====== Document source
À travers tous les livres que vous avez écrit, le lecteur même novice, peut ressentir une « patte » Van Cauwelaert. Selon vous, serait-ce l’évocation du paranormal que l’on retrouve dans la plupart de vos écrits ? Ou une stylistique particulière qui en est la raison ?

- Didier Van Cauwelaert : J’essaie d’aborder les thèmes les plus complexes de la manière la plus simple. C’est pourquoi mes narrateurs sont souvent des gens ordinaires à qui il arrive des choses extraordinaires, qui leur permettent de repousser leurs limites en découvrant qui ils sont vraiment. Le facteur déclenchant peut être l’amour, l’amitié, la manipulation « révélatrice », les mystères de l’identité… Lorsque j’aborde les phénomènes inexpliqués, c’est leur conséquence qui m’importe bien plus que leur nature. Et l’humour qu’ils génèrent par la perturbation. Un critique a dit que j’étais un « hyper-réaliste du surnaturel ». J’ajouterai : « Et inversement. » Mais le plus important pour moi, c’est le style, pas le genre. Le style, c’est à la fois un regard, une musique, et un travail d’artisan où l’on ne doit pas sentir l’effort.


Quelles sont les références littéraires qui vous ont aiguillé et conduit dans votre propre voie d’écriture ? Les écrivains qui vous ont marqué durant votre carrière ?
============
====== Données recueillies
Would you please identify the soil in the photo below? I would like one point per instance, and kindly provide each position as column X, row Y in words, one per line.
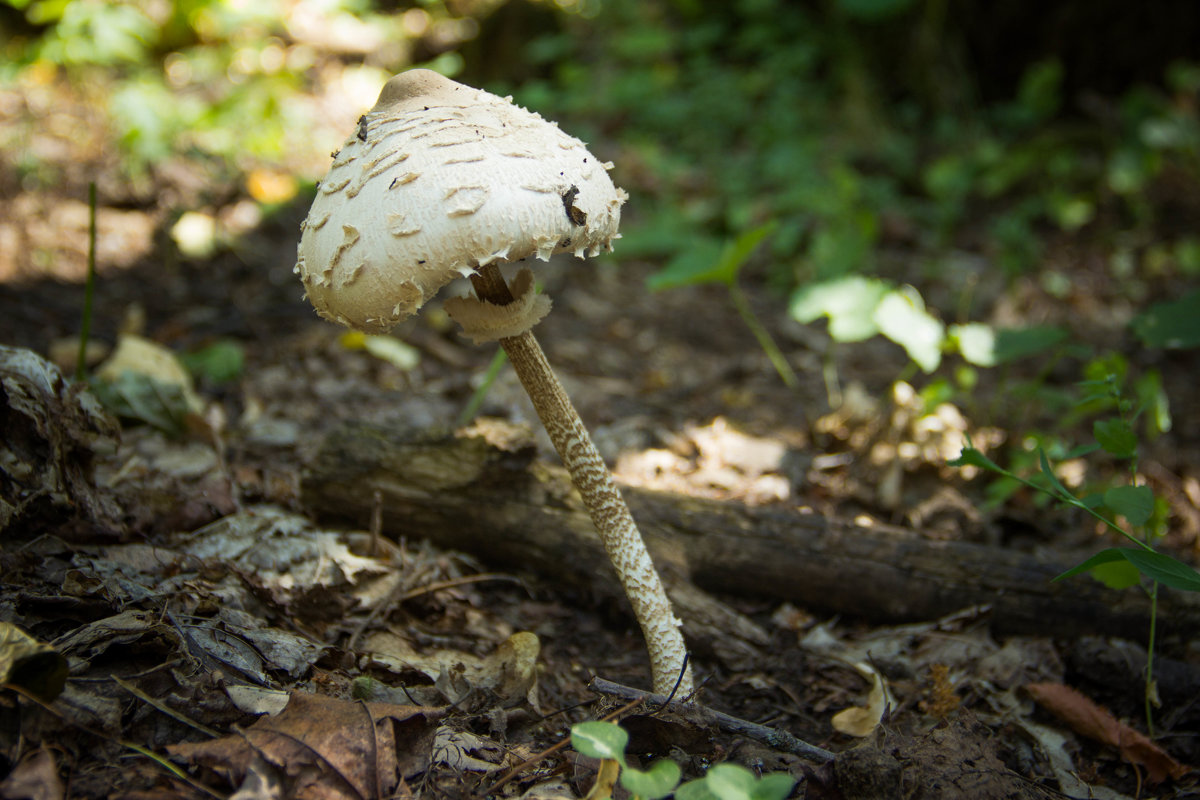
column 219, row 637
============
◆ Exercice écrit: Recopiez à l'identique et dans son intégralité l'entretien avec Didier Van Cauwelaert présenté plus haut.

◆ Réponse à l'exercice:
À travers tous les livres que vous avez écrit, le lecteur même novice, peut ressentir une « patte » Van Cauwelaert. Selon vous, serait-ce l’évocation du paranormal que l’on retrouve dans la plupart de vos écrits ? Ou une stylistique particulière qui en est la raison ?

- Didier Van Cauwelaert : J’essaie d’aborder les thèmes les plus complexes de la manière la plus simple. C’est pourquoi mes narrateurs sont souvent des gens ordinaires à qui il arrive des choses extraordinaires, qui leur permettent de repousser leurs limites en découvrant qui ils sont vraiment. Le facteur déclenchant peut être l’amour, l’amitié, la manipulation « révélatrice », les mystères de l’identité… Lorsque j’aborde les phénomènes inexpliqués, c’est leur conséquence qui m’importe bien plus que leur nature. Et l’humour qu’ils génèrent par la perturbation. Un critique a dit que j’étais un « hyper-réaliste du surnaturel ». J’ajouterai : « Et inversement. » Mais le plus important pour moi, c’est le style, pas le genre. Le style, c’est à la fois un regard, une musique, et un travail d’artisan où l’on ne doit pas sentir l’effort.


Quelles sont les références littéraires qui vous ont aiguillé et conduit dans votre propre voie d’écriture ? Les écrivains qui vous ont marqué durant votre carrière ?